Extrait source →
+ + +
Pour nous, qui n’avons point à connaître M. de La Mennais du point de vue catholique, mais à l’apprécier du point de vue philosophique, qui depuis plusieurs années avons suivi avec intérêt les développemens de sa pensée, nous nous proposons de soumettre à l’analyse son néo-christianisme, tel qu’il le produit aujourd’hui dans le Livre du Peuple. Sil nous arrive d’en signaler les ellipses, les inconséquences et les erreurs au milieu de sentimens généreux et de nobles idées toujours revêtues d’un magnifique langage, on aurait tort de penser que ces critiques puissent porter la moindre atteinte à notre admiration pour le talent de l’auteur : tout au contraire, il faudra reconnaître dans cette liberté que nous prendrons, un témoignage de la haute valeur que nous attribuons à ses travaux et à ses écrits : M. de La Mennais, même en faisant la part de ses erreurs, remplit au milieu de nous un rôle nécessaire et une fonction sociale ; ceux qui l’injurient violemment, manifestent, par leur colère, combien peu ils comprennent leur siècle ; c’est à l’impartialité philosophique qu’il convient d’apprécier le néo-christianisme.
+ + +
Consigne donnée → Prolongez l'extrait consacré au néo-christianisme de M. de La Mennais en reprenant juste après sa dernière phrase. Le matériel présenté ensuite provient d'une autre source.

Inventaire →
+ + +
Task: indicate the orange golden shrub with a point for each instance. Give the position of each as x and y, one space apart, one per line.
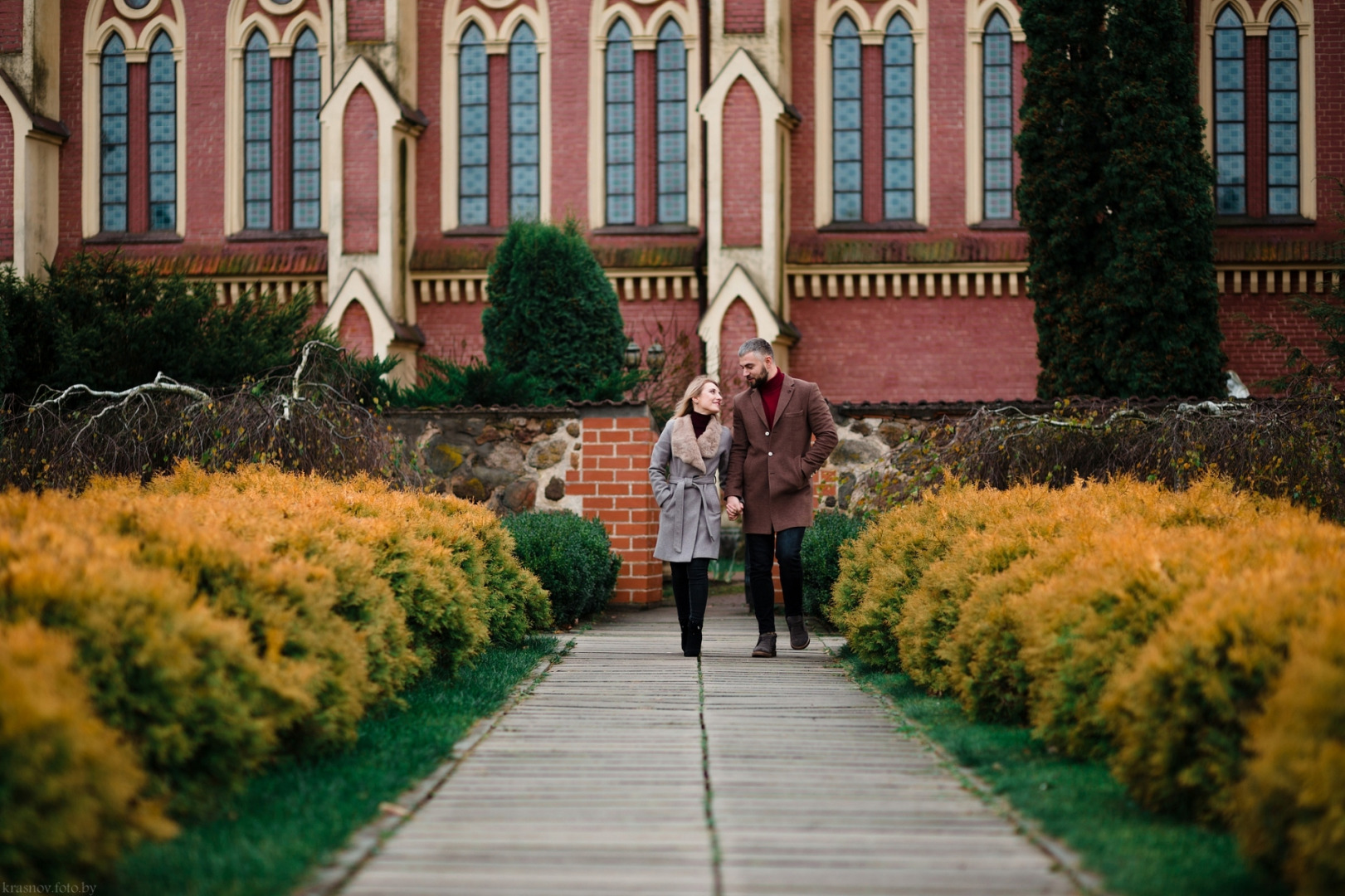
71 790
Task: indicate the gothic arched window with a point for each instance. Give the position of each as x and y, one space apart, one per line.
525 182
305 153
621 124
1230 114
997 119
899 123
474 142
1282 108
113 108
846 123
257 134
671 124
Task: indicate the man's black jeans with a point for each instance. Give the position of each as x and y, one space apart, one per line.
783 547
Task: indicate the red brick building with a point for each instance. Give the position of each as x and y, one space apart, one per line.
834 175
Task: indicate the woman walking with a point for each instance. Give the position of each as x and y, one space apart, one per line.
689 454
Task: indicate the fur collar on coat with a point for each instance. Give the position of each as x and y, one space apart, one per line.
690 450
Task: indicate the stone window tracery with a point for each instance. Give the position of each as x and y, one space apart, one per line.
1284 114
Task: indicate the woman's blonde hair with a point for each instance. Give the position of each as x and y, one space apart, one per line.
693 389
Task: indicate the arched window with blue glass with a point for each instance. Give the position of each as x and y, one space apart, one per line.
846 123
115 129
1230 114
997 119
1284 114
619 116
163 134
257 134
899 121
671 124
524 125
474 120
305 153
+ + +
Résultat →
Le Livre du Peuple contient la série des propositions suivantes :

i. Toutes choses ne sont pas en ce monde comme elles devraient être. L’ordre primitif de l’humanité a été troublé. L’homme a rompu l’unité de la famille primitive. Il s’est formé des multitudes de sociétés particulières qui, au lieu de s’aider mutuellement, n’ont songé qu’à se nuir. Les nations divisées entre elles, chaque nation s’est encore divisée en elle-même. Quelques-uns ont fait des lois pour leur avantage et les ont maintenues par la force. L’amour excessif de soi a étouffé l’amour des autres. Le lien de la fraternité a été brisé. Pour les uns, le repos, l’opulence, tous les avantages ; pour les autres, la fatigue, la misère et une fosse au bout.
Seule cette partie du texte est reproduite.